Dê continuidade ao texto sobre o nascimento de uma avó, começando logo após a última frase apresentada.

------ Trecho do documento ------

Em Foco 0404

A Páscoa oficial foi neste domingo, mas durante a vida celebramos a Páscoa nossa de cada dia, feita de pequenos acontecimentos que nos fazem renascer. Contamos aqui o renascimento de Oneide com a chegada do neto Felipe. Tema do Em Foco do Diario de Pernambuco do último sábado, por Silvia Bessa. A foto é de Nando Chiappetta.

O nascimento de uma avó

Silvia Bessa  (texto)
Nando Chiappetta  (foto)

Avós e os avôs dizem que amor de neto é amor em dobro. Chega na maturidade do ser humano e vem sublimado por uma relação leve, contam amigos que têm a sapiência de desfrutar essa dose de entrega e sabem definir provocando água na boca em quem ainda quer experimentar outras paixões. O amor entre avós e netos – de sangue ou adoção e coração – só me remete à Páscoa. Salvo exceções, é açucarado, permissivo, devotado e está envolto pela promessa de renovação da vida. Pode ser celebrado no Domingo de Pentecostes, após a Quaresma oficial, ou em qualquer época do ano. Oneide Mendonça, 57 anos, comemorou uma Páscoa vendo sua vida transformada e refeita em agosto de 1999, quando seu neto Luiz Felipe Machado nasceu.

------ Entradas extraídas ------

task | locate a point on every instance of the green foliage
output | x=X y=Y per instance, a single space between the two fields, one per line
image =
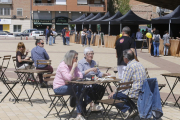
x=123 y=6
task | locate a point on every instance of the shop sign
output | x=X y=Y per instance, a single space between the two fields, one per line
x=5 y=21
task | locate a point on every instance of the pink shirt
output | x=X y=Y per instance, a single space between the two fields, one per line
x=63 y=74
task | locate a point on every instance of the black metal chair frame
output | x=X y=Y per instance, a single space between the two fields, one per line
x=5 y=80
x=54 y=101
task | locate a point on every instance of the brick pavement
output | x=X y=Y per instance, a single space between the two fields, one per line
x=105 y=56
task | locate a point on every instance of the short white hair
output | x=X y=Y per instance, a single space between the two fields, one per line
x=69 y=56
x=88 y=49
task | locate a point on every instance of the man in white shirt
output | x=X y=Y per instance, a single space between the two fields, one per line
x=139 y=34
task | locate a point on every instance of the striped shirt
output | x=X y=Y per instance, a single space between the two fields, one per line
x=39 y=53
x=134 y=72
x=83 y=65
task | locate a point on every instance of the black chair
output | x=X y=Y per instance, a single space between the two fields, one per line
x=55 y=98
x=5 y=80
x=112 y=102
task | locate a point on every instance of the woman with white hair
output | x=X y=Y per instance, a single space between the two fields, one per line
x=68 y=71
x=87 y=67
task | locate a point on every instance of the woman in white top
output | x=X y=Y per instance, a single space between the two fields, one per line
x=156 y=39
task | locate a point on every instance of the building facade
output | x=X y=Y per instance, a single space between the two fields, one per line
x=57 y=13
x=15 y=15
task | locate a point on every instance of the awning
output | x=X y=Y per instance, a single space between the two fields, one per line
x=46 y=23
x=168 y=4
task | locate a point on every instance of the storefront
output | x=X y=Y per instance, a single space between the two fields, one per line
x=60 y=23
x=41 y=24
x=5 y=24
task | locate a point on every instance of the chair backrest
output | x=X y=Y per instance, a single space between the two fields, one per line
x=14 y=61
x=5 y=62
x=43 y=62
x=123 y=86
x=147 y=75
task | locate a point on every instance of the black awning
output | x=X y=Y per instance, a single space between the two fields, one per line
x=130 y=18
x=168 y=4
x=93 y=18
x=166 y=19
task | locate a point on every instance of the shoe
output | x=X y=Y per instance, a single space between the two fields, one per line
x=96 y=107
x=80 y=117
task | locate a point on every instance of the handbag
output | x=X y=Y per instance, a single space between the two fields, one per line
x=72 y=101
x=167 y=44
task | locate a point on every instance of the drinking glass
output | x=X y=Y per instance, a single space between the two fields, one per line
x=115 y=70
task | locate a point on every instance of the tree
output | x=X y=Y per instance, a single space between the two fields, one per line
x=112 y=8
x=123 y=6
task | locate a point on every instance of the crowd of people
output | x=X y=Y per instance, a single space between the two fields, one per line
x=129 y=69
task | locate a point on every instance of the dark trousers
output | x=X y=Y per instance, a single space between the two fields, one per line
x=89 y=41
x=48 y=67
x=121 y=106
x=64 y=40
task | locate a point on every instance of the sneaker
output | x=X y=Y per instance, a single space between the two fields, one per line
x=96 y=107
x=80 y=117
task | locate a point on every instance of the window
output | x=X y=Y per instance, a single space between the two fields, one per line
x=17 y=28
x=19 y=11
x=6 y=11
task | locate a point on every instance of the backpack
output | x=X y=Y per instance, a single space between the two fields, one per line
x=156 y=38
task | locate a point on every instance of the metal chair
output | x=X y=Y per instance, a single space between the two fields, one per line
x=113 y=102
x=5 y=80
x=159 y=85
x=55 y=98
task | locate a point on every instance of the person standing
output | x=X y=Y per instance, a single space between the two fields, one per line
x=67 y=36
x=39 y=53
x=54 y=35
x=46 y=33
x=63 y=35
x=123 y=43
x=50 y=36
x=139 y=34
x=166 y=43
x=156 y=39
x=89 y=32
x=83 y=37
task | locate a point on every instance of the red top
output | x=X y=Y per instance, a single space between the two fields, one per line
x=67 y=34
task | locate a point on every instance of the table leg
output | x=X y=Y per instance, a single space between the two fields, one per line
x=171 y=89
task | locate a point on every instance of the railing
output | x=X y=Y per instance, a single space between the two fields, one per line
x=46 y=4
x=5 y=1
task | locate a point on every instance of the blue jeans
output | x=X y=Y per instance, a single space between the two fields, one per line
x=121 y=106
x=54 y=40
x=156 y=48
x=50 y=40
x=67 y=40
x=68 y=90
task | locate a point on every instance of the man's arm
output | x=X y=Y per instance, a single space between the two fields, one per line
x=134 y=54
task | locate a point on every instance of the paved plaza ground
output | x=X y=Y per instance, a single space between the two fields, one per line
x=106 y=57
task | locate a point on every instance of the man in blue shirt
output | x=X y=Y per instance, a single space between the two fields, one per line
x=39 y=53
x=46 y=33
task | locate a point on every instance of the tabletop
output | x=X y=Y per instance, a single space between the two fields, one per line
x=31 y=71
x=27 y=61
x=93 y=82
x=171 y=74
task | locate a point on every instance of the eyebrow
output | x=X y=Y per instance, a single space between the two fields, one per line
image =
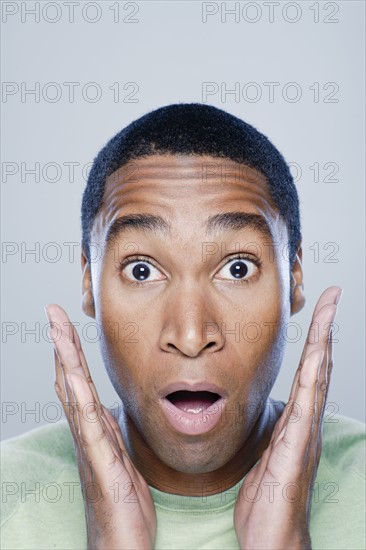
x=137 y=222
x=233 y=221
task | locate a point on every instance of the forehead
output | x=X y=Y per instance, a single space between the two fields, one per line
x=186 y=191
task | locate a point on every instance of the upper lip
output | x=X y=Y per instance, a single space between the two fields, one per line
x=202 y=385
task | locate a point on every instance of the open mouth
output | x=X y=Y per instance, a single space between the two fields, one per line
x=193 y=401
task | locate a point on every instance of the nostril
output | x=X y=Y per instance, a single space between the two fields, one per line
x=210 y=345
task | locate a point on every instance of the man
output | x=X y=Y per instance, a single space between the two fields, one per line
x=195 y=220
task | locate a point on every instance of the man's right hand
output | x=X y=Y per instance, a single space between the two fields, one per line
x=119 y=508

------

### Resultado
Oneide era fumante inveterada. Provou o cigarro pela primeira vez quando tinha 14 anos e consumia dois maços de cigarro diariamente. Até que soube que a filha Josy estava grávida. Um menino. Primeiro neto, amor esperado. Aquela notícia já começou a fazer com que ela pensasse no desafio da abstinência do cigarro. “Como eu poderia pegar no meu neto com o cheiro da fumaça impregnado na roupa? não posso continuar”, pensava a secretária Oneide. Felipe nasceu e a família foi tomada pela alegria daquela criança. Três meses fumando apressadamente, mãos excessivamente lavadas, roupas trocadas. Enfim, Oneide estava disposta a sofrer e deixar de fumar. Na manhã de 10 de novembro de 1999 foi trabalhar e foi tomada por uma dor forte.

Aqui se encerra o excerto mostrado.